:: TEXT BLOCK ::
<<<<

The district court recognized that plaintiffs were also claiming fraud in J & L’s failure to disclose information about closing the Campbell Works or in misleading the Union as to their true intentions, aside from the understanding contained in the July agreement. However, the court found that this conduct, if proven, would be covered by the employer’s duty to bargain about the effects of its decision to shut down the Campbell Works. Again, any failure to disclose or any affirmative misrepresentations about the decision arguably would be prohibited by the Labor Act as bad faith bargaining.

The district court granted summary judgment as to the fourth and fifth causes of action. The court found that the fourth cause of action, though pled as a state claim for negligent performance of a contract, was subject to the federal common law developed under section 301 of the Labor Act. Thus, it treated the fourth and fifth causes together as actions for breach of a labor contract. The court determined *1284that the claimed breach of contract consisted of J & L’s permanent closure of the Campbell Works. Since the July agreement unequivocally reserved to J & L the sole decision whether to close the plant, the district court found no genuine issue of material fact with respect to the alleged breach. The complaint was dismissed in its entirety. The district court also dismissed the third-party complaint against the Union as moot. The plaintiffs have appealed.

III.

On appeal the plaintiffs argue that the fraud claims were not preempted “because the controversy presented under state law is not identical to that which could have been presented to the NLRB.” They also maintain that even if these claims could have been presented to the NLRB, they came within an exception to the preemption doctrine as claims that “touch interests so deeply rooted in local feeling and responsibility that no Congressional intent to preempt can be inferred.”

In San Diego Building Trades Council v. Garmon, 359 U.S. 236, 244, 79 S.Ct. 773, 779, 3 L.Ed.2d 775 (1959), the Supreme Court stated that when it is not clear whether activity sought to be brought under state regulation is protected by section 7 of the Labor Act, or prohibited under section 8, or is outside the coverage of both sections, the Board rather than the courts must make the determination. The Court continued:

When an activity is arguably subject to § 7 or § 8 of the Act, the States as well as the federal courts must defer to the exclusive competence of the National Labor Relations Board if the danger of state interference with national policy is to be averted.

>>>>

:: PROBLEM A ::
In the court opinion, what did the district court do with the third-party complaint against the Union?
The court opinion and the records that come after it are unrelated material.

:: GIVEN DATA ::
<<<<

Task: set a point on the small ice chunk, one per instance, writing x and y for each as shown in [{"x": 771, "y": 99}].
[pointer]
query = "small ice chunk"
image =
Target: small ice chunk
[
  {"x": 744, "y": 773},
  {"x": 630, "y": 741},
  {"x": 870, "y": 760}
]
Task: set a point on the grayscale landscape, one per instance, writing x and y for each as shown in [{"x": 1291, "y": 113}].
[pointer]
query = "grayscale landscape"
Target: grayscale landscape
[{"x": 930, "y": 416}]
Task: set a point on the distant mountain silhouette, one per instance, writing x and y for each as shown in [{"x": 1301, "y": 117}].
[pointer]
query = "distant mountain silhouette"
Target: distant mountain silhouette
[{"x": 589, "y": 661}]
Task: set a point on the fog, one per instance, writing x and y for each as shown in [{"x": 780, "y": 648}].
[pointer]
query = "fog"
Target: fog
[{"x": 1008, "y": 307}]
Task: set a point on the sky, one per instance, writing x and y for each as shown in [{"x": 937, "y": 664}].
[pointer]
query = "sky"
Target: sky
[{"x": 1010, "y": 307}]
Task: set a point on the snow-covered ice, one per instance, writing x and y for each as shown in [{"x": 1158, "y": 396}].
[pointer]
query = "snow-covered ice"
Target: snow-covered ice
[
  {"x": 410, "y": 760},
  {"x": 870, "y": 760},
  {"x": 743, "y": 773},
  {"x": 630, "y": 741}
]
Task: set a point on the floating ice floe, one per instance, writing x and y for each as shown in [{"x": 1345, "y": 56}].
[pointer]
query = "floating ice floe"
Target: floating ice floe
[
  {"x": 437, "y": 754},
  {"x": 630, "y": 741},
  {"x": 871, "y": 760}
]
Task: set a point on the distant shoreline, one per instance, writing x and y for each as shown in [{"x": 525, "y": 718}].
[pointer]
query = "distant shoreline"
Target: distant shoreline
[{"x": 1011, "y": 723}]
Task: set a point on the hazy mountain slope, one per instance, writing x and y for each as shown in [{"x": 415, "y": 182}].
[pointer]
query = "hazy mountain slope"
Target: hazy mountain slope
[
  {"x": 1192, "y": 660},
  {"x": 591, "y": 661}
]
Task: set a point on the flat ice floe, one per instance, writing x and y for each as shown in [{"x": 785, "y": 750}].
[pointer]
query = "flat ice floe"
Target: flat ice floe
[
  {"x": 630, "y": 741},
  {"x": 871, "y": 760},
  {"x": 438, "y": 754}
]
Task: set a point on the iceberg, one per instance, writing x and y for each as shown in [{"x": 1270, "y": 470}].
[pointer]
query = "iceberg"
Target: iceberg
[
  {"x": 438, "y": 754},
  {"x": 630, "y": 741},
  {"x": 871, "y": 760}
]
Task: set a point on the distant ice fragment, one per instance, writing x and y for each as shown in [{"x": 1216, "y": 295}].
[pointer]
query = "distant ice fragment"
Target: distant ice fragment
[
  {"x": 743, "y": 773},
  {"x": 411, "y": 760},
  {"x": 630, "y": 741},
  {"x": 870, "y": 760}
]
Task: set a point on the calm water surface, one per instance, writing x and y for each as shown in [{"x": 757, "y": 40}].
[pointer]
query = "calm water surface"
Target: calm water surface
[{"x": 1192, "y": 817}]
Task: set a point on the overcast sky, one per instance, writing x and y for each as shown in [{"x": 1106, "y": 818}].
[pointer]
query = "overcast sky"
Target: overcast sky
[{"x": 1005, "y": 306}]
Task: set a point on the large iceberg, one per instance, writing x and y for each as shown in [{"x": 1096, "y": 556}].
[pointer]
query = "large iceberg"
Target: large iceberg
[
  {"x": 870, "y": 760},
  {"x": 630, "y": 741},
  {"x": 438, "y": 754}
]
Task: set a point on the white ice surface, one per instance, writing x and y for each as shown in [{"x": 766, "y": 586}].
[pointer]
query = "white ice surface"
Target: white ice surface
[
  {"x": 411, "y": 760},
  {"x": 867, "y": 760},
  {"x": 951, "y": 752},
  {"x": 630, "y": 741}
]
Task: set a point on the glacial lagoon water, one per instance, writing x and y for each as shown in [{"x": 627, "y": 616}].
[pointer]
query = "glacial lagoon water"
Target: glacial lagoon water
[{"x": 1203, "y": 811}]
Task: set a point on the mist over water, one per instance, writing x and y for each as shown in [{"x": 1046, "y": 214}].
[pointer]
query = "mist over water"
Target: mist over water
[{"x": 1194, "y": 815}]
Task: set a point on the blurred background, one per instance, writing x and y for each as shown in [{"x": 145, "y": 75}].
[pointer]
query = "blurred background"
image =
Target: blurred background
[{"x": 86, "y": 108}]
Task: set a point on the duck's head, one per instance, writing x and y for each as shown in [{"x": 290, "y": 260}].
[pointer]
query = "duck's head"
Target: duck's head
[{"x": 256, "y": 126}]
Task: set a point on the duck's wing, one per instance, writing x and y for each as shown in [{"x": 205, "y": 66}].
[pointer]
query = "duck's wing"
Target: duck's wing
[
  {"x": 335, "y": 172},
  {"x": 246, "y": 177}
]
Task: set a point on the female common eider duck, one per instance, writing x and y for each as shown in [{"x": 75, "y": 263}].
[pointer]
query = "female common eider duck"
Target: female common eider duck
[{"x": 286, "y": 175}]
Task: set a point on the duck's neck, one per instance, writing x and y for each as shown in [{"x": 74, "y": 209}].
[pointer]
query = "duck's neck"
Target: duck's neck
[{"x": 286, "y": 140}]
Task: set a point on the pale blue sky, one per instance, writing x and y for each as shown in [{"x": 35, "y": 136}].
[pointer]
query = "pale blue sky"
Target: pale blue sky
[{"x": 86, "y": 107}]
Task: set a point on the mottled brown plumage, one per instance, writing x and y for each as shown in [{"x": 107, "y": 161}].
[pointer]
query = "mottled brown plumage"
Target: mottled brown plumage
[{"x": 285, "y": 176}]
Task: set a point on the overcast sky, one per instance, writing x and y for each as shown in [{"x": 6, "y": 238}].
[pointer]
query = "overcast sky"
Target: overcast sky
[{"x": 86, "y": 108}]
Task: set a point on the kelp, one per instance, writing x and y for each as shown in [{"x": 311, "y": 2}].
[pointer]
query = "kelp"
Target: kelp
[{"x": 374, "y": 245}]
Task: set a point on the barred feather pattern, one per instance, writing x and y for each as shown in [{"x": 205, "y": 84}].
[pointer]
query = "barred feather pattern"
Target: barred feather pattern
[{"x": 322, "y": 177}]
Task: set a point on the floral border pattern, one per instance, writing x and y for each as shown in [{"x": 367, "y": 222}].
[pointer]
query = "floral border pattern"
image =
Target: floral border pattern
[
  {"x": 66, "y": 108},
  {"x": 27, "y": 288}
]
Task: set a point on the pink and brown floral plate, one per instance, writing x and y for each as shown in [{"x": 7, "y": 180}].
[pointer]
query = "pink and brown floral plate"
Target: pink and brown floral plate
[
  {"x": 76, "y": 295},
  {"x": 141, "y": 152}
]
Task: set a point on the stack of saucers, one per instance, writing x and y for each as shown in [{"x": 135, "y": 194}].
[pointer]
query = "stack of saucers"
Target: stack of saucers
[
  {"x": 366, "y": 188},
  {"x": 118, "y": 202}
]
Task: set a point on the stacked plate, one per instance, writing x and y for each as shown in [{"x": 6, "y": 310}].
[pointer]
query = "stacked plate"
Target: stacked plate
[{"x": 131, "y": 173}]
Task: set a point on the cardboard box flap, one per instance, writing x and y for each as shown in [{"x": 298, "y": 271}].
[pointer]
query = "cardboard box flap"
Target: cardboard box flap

>>>>

:: PROBLEM B ::
Convert the records, from the line containing "Task: set a point on the pink" through the end of the records, into a JSON list of strings with one string per line. Leave out blank lines.

:: SOLUTION A ::
It dismissed the third-party complaint against the Union as moot.

:: SOLUTION B ::
[
  "Task: set a point on the pink and brown floral plate, one per instance, writing x and y for each as shown in [{\"x\": 7, \"y\": 180}].",
  "[pointer]",
  "query = \"pink and brown floral plate\"",
  "Target: pink and brown floral plate",
  "[",
  "  {\"x\": 76, \"y\": 295},",
  "  {\"x\": 141, \"y\": 152}",
  "]",
  "Task: set a point on the stack of saucers, one per instance, writing x and y for each as shown in [{\"x\": 135, \"y\": 194}].",
  "[pointer]",
  "query = \"stack of saucers\"",
  "Target: stack of saucers",
  "[",
  "  {\"x\": 366, \"y\": 188},",
  "  {\"x\": 118, \"y\": 202}",
  "]",
  "Task: set a point on the stacked plate, one per instance, writing x and y for each as shown in [{\"x\": 6, \"y\": 310}].",
  "[pointer]",
  "query = \"stacked plate\"",
  "Target: stacked plate",
  "[{\"x\": 131, \"y\": 173}]",
  "Task: set a point on the cardboard box flap, one per instance, writing x and y for each as shown in [{\"x\": 298, \"y\": 271}].",
  "[pointer]",
  "query = \"cardboard box flap\"",
  "Target: cardboard box flap"
]